**Required action**
Type out all the records again exactly.

::::::::::

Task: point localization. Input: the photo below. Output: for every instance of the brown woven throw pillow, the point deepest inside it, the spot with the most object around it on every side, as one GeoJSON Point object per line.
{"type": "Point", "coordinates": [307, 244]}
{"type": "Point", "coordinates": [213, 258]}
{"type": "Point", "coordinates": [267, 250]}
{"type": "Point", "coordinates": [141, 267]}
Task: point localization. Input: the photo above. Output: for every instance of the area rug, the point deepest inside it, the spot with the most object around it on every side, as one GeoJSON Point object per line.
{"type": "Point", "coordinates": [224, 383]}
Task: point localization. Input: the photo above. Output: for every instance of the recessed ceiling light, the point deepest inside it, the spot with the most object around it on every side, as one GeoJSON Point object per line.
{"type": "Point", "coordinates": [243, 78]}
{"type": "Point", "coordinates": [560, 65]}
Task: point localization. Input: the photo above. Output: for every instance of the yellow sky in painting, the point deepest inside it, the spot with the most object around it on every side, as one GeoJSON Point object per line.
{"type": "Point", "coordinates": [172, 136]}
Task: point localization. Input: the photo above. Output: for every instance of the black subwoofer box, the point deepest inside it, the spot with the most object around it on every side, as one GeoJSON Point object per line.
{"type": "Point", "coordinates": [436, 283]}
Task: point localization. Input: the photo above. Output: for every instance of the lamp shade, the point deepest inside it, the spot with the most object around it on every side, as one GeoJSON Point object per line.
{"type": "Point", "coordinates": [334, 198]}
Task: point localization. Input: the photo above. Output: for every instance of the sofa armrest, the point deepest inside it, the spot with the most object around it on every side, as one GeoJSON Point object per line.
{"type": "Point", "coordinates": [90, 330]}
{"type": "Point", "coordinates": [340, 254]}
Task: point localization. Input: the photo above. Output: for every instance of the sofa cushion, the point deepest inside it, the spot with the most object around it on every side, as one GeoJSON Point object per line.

::::::::::

**Solved problem**
Task: point localization. Input: the photo below. Output: for every instance of the brown woven throw pillow, the point deepest inside it, the spot with the most object around it on every side, as one GeoJSON Point object per line.
{"type": "Point", "coordinates": [307, 244]}
{"type": "Point", "coordinates": [213, 258]}
{"type": "Point", "coordinates": [267, 250]}
{"type": "Point", "coordinates": [141, 267]}
Task: point localization. Input: the photo above. Output: for every instance of the area rug, the point deepest inside it, the spot with the most object around it on every side, as one GeoJSON Point object per line.
{"type": "Point", "coordinates": [224, 383]}
Task: point localization. Input: the photo above. Output: for every instance of the recessed ceiling light, the point deepest inside it, the spot with the most object around it on every side, as one GeoJSON Point object per line.
{"type": "Point", "coordinates": [243, 78]}
{"type": "Point", "coordinates": [560, 65]}
Task: point localization. Input: the photo above. Output: for every instance of the yellow sky in painting, the point deepest inside it, the spot with the most object around it on every side, as one GeoJSON Point object per line.
{"type": "Point", "coordinates": [172, 136]}
Task: point localization. Input: the photo above. Output: for every instance of the black subwoofer box, the point deepest inside it, the spot with the most object around it on every side, as one GeoJSON Point object per line.
{"type": "Point", "coordinates": [436, 283]}
Task: point localization. Input: the photo above. Output: for every instance of the lamp shade, the point deepest inside it, the spot with the most object around it on every side, as one GeoJSON Point object per line.
{"type": "Point", "coordinates": [334, 198]}
Task: point localization. Input: the photo above. Output: for every instance of the sofa armrest, the point deepest inside it, the spot with the most object around it on every side, as one GeoJSON Point object per line.
{"type": "Point", "coordinates": [90, 330]}
{"type": "Point", "coordinates": [340, 254]}
Task: point localization. Input: the photo above. Output: for every instance of the sofa cushion, the point deepest inside it, the spot with the most object around it on every side, as one GeoJSON Point object per line.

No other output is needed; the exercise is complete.